▶ **TRY IT**:
Please print every line of the material below exactly.

▶ **INPUT RECORDS**:
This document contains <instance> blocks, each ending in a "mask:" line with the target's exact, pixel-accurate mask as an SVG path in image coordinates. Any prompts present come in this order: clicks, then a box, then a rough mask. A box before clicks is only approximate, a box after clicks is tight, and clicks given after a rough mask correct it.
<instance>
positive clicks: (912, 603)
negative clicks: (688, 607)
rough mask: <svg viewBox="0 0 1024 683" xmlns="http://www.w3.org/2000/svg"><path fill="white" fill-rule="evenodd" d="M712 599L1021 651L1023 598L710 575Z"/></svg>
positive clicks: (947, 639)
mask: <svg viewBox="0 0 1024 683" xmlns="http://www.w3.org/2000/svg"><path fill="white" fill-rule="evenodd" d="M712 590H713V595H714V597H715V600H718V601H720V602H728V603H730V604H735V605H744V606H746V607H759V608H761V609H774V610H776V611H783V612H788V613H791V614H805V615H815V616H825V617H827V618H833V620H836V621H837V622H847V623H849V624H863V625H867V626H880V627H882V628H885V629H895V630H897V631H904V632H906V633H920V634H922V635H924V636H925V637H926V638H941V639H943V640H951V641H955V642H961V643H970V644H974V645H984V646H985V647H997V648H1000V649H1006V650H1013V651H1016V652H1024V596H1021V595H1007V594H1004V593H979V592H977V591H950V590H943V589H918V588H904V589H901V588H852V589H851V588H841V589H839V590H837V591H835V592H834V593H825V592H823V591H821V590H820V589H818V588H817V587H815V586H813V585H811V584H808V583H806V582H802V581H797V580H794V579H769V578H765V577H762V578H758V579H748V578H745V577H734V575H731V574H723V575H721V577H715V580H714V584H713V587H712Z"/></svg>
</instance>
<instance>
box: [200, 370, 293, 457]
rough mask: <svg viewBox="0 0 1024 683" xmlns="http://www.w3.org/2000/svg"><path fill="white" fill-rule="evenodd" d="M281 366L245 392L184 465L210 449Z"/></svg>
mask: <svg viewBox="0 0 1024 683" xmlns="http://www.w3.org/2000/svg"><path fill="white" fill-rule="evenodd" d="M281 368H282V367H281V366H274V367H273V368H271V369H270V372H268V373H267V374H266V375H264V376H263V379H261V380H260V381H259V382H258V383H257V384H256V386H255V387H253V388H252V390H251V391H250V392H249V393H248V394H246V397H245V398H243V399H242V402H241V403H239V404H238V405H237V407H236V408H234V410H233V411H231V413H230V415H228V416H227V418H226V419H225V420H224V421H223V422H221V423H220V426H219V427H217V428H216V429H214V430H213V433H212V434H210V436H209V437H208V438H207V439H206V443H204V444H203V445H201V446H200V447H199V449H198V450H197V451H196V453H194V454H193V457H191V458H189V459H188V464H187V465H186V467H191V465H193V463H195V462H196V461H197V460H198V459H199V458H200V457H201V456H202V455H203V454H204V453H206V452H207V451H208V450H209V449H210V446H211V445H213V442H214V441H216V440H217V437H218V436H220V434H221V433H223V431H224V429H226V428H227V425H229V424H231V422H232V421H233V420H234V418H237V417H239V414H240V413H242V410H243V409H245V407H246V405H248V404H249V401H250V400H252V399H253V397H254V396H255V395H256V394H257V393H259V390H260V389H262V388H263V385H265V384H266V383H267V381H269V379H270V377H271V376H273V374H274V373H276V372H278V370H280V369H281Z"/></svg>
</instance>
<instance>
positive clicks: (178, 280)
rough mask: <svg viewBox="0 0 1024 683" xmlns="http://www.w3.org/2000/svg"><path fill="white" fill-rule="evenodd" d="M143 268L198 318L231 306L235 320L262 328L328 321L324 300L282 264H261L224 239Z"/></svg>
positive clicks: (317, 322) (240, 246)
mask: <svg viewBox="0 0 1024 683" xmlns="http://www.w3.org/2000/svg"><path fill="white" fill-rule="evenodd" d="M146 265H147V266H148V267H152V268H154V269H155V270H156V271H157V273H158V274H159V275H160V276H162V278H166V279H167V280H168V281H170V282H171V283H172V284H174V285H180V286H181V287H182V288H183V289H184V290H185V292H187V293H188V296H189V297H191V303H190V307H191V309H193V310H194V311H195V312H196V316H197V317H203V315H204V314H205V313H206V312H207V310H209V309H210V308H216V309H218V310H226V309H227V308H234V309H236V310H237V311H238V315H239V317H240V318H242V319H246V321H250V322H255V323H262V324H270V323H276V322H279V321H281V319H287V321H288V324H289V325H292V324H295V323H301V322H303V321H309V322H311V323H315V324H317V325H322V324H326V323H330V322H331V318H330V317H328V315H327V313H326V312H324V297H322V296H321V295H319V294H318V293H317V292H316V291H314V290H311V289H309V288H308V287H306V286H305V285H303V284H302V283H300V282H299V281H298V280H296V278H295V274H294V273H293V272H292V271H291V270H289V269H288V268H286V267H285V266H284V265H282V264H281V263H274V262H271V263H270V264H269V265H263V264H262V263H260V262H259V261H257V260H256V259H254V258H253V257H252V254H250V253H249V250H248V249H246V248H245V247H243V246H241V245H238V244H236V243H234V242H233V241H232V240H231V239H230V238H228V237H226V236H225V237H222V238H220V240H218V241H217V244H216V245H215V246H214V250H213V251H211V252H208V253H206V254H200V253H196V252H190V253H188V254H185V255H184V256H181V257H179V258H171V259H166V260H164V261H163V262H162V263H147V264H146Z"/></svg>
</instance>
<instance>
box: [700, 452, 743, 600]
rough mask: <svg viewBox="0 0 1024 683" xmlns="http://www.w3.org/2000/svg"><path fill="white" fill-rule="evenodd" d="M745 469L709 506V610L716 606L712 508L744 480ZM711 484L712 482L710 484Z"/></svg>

▶ **SOLUTION FOR THIS TASK**:
This document contains <instance> blocks, each ending in a "mask:" line with the target's exact, pixel-accurate mask as an SVG path in image coordinates. Any prompts present come in this order: clicks, then a box, then a rough mask. A box before clicks is only approximate, a box after clicks is tight, and clicks given after a rough mask correct it.
<instance>
positive clicks: (912, 603)
negative clicks: (688, 607)
rough mask: <svg viewBox="0 0 1024 683" xmlns="http://www.w3.org/2000/svg"><path fill="white" fill-rule="evenodd" d="M712 599L1021 651L1023 598L710 575Z"/></svg>
positive clicks: (947, 639)
mask: <svg viewBox="0 0 1024 683" xmlns="http://www.w3.org/2000/svg"><path fill="white" fill-rule="evenodd" d="M712 590H713V595H714V597H715V600H718V601H720V602H728V603H730V604H735V605H744V606H746V607H759V608H761V609H774V610H776V611H783V612H788V613H791V614H805V615H815V616H825V617H827V618H833V620H836V621H837V622H847V623H849V624H863V625H867V626H880V627H882V628H885V629H895V630H897V631H904V632H906V633H920V634H922V635H924V636H925V637H926V638H941V639H943V640H951V641H955V642H961V643H970V644H974V645H984V646H985V647H997V648H1000V649H1006V650H1013V651H1016V652H1024V596H1021V595H1007V594H1004V593H979V592H977V591H950V590H943V589H918V588H904V589H901V588H852V589H851V588H841V589H839V590H837V591H835V592H834V593H825V592H823V591H821V590H820V589H818V588H817V587H815V586H813V585H811V584H808V583H806V582H802V581H797V580H794V579H769V578H765V577H762V578H758V579H748V578H745V577H734V575H731V574H723V575H721V577H715V580H714V584H713V587H712Z"/></svg>
</instance>
<instance>
box: [200, 370, 293, 457]
rough mask: <svg viewBox="0 0 1024 683" xmlns="http://www.w3.org/2000/svg"><path fill="white" fill-rule="evenodd" d="M281 366L245 392L184 465L210 449Z"/></svg>
mask: <svg viewBox="0 0 1024 683" xmlns="http://www.w3.org/2000/svg"><path fill="white" fill-rule="evenodd" d="M281 368H282V367H281V366H274V367H273V368H271V369H270V372H268V373H267V374H266V375H264V376H263V379H261V380H260V381H259V382H258V383H257V384H256V386H255V387H253V388H252V390H251V391H250V392H249V393H248V394H246V397H245V398H243V399H242V402H241V403H239V404H238V405H237V407H236V408H234V410H233V411H231V413H230V415H228V416H227V418H226V419H225V420H224V421H223V422H221V423H220V426H219V427H217V428H216V429H214V430H213V433H212V434H210V436H209V437H208V438H207V439H206V443H204V444H203V445H201V446H200V447H199V449H198V450H197V451H196V453H194V454H193V457H191V458H189V459H188V464H187V465H186V467H191V465H193V463H195V462H196V461H197V460H198V459H199V458H200V457H201V456H202V455H203V454H204V453H206V452H207V451H208V450H209V449H210V446H211V445H213V442H214V441H216V440H217V437H218V436H220V434H221V433H223V431H224V429H226V428H227V425H229V424H231V422H232V421H233V420H234V418H237V417H239V414H240V413H242V410H243V409H245V407H246V405H248V404H249V401H250V400H252V399H253V397H254V396H255V395H256V394H257V393H259V390H260V389H262V388H263V385H265V384H266V383H267V381H269V379H270V377H271V376H273V374H274V373H276V372H278V370H280V369H281Z"/></svg>
</instance>
<instance>
positive clicks: (178, 280)
rough mask: <svg viewBox="0 0 1024 683" xmlns="http://www.w3.org/2000/svg"><path fill="white" fill-rule="evenodd" d="M143 268L198 318L231 306L235 320L262 328L328 321L324 300L282 264H261L224 239Z"/></svg>
positive clicks: (317, 322) (240, 246)
mask: <svg viewBox="0 0 1024 683" xmlns="http://www.w3.org/2000/svg"><path fill="white" fill-rule="evenodd" d="M146 265H147V266H148V267H152V268H154V269H155V270H156V271H157V273H158V274H159V275H160V276H162V278H166V279H167V280H168V281H170V282H171V283H172V284H174V285H180V286H181V287H182V288H183V289H184V290H185V292H187V293H188V296H189V297H191V303H190V307H191V309H193V310H194V311H195V312H196V316H197V317H203V315H204V314H205V313H206V312H207V310H209V309H210V308H216V309H218V310H226V309H227V308H234V309H236V310H237V311H238V315H239V317H240V318H242V319H246V321H250V322H255V323H262V324H270V323H276V322H279V321H281V319H287V321H288V324H289V325H292V324H295V323H301V322H303V321H309V322H311V323H315V324H317V325H322V324H326V323H330V322H331V318H330V317H328V315H327V313H326V312H324V297H322V296H321V295H319V294H318V293H317V292H316V291H314V290H311V289H309V288H308V287H306V286H305V285H303V284H302V283H300V282H299V281H298V280H296V278H295V274H294V273H293V272H292V271H291V270H289V269H288V268H286V267H285V266H284V265H282V264H281V263H274V262H271V263H270V264H269V265H263V264H262V263H260V262H259V261H257V260H256V259H254V258H253V257H252V254H250V253H249V250H248V249H246V248H245V247H243V246H241V245H238V244H236V243H234V242H233V241H232V240H231V239H230V238H228V237H226V236H225V237H222V238H220V240H218V241H217V244H216V245H215V246H214V250H213V251H211V252H208V253H206V254H200V253H196V252H190V253H188V254H185V255H184V256H181V257H179V258H171V259H166V260H164V261H163V262H162V263H147V264H146Z"/></svg>
</instance>
<instance>
box: [700, 452, 743, 600]
rough mask: <svg viewBox="0 0 1024 683" xmlns="http://www.w3.org/2000/svg"><path fill="white" fill-rule="evenodd" d="M745 469L709 506V610L716 606L712 508L744 480ZM711 484L712 482L710 484Z"/></svg>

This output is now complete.